[Opening Document passage section]

The Importance of DNA in a Takeover
In the early 1990s, my partners and I purchased a medium-sized business that had been underperforming. We were confident that if we put a fresh face on the business, that is, created proper operating processes and controls; made individuals accountable; and used proper business techniques, the business could improve significantly. We wanted to jump into the market aggressively, but my experience told me to hold back until we could put this new DNA into place so the staff would know what was expected of them. We didn't want to launch a major media campaign and have customers come into our new business only to find that it was being run the same way as the old one. We told our staff that, as far as we were concerned, the past was the past, and that all we were concerned about was going forward.
In order to do accomplish that, I outlined three principles that every employee, including myself and my management team, was to use as a “compass” or guide. They were, in no particular order: (1) we want to win, (2) we want every employee to be satisfied, and (3) we want every customer to be satisfied. These may seem pretty standard and boring, but they weren't, because of the power, passion, and weight I placed behind each one, especially when it came to success or failure. Each of these principles had a clear definition. “We want to win” meant when we set goals or objectives, we did everything we could to make or exceed them. “We want every employee to be satisfied” meant we would treat them with respect; provide a safe, clean environment with up-to-date equipment; provide financial support for their kids' extracurricular activities; and help out where we could in family emergencies. And “we want every customer to be satisfied” meant we would make their buying experience one to which they would return time and time again, and hopefully tell their friends. This didn't mean the customer was always right—it meant we would do whatever we could to correct a mistake, satisfy the customer, and worry about checking out the details later. In other words, it empowered managers to satisfy our customers, and to do it now.

[Closing Document passage section]

→ Required tasks:
**a.** Answer these questions using the passage on DNA in a takeover:
(i) When was the medium-sized business purchased?
(ii) What did the principle "We want to win" mean?
(iii) What did the phrase "we want every customer to be satisfied" not mean?
**b.** From the passage on DNA in a takeover, extract the stretch from "The Importance of" through "was going forward.".
**c.** Condense the paragraph of the passage on DNA in a takeover that begins "In order to" into a bulleted list.

[Opening Data listing section]

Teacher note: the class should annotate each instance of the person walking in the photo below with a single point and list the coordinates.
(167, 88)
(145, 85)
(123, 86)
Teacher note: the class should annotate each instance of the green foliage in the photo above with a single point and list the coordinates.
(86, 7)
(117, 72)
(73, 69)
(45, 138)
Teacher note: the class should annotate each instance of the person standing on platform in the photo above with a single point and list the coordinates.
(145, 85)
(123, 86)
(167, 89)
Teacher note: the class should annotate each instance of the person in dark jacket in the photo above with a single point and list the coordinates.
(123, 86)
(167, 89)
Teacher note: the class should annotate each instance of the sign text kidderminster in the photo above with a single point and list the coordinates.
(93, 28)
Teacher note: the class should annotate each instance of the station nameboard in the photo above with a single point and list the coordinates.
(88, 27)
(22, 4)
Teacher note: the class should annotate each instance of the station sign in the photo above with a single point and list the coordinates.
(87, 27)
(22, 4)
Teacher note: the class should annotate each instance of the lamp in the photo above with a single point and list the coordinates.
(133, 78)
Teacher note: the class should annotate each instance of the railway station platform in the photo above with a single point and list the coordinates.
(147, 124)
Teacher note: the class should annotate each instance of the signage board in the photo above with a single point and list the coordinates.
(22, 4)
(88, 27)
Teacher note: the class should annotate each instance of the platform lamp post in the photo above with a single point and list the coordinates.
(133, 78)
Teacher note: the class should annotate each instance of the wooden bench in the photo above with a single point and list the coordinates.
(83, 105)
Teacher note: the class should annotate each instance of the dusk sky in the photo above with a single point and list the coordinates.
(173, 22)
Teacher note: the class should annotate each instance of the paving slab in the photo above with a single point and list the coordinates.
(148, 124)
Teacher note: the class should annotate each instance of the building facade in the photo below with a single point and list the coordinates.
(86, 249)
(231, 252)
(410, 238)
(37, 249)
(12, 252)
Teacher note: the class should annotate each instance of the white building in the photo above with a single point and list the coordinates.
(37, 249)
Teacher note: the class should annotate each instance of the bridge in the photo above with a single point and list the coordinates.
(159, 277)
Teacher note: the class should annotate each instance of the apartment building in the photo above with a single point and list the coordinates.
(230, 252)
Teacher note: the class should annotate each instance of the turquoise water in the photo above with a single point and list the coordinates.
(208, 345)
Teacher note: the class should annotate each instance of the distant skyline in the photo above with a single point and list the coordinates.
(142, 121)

[Closing Data listing section]

→ Responses for each task:
**a.**
(i) In the early 1990s.
(ii) When goals or objectives were set, everything possible was done to make or exceed them.
(iii) It did not mean the customer was always right.

**b.**
The Importance of DNA in a Takeover
In the early 1990s, my partners and I purchased a medium-sized business that had been underperforming. We were confident that if we put a fresh face on the business, that is, created proper operating processes and controls; made individuals accountable; and used proper business techniques, the business could improve significantly. We wanted to jump into the market aggressively, but my experience told me to hold back until we could put this new DNA into place so the staff would know what was expected of them. We didn't want to launch a major media campaign and have customers come into our new business only to find that it was being run the same way as the old one. We told our staff that, as far as we were concerned, the past was the past, and that all we were concerned about was going forward.

**c.**
- Three principles served as a "compass" for every employee, including the author and the management team.
- They were not ranked. They carried real weight in judging success or failure.
- "We want to win": do everything possible to make or exceed set goals and objectives.
- "We want every employee to be satisfied":
  - treat employees with respect
  - provide a safe, clean workplace with up-to-date equipment
  - give financial support for their kids' extracurricular activities
  - help with family emergencies where possible
- "We want every customer to be satisfied":
  - make buying an experience customers return to and hopefully tell their friends about
  - this did not mean the customer was always right
  - it meant correcting mistakes and satisfying the customer first, then checking the details later
- The result: managers were empowered to satisfy customers immediately.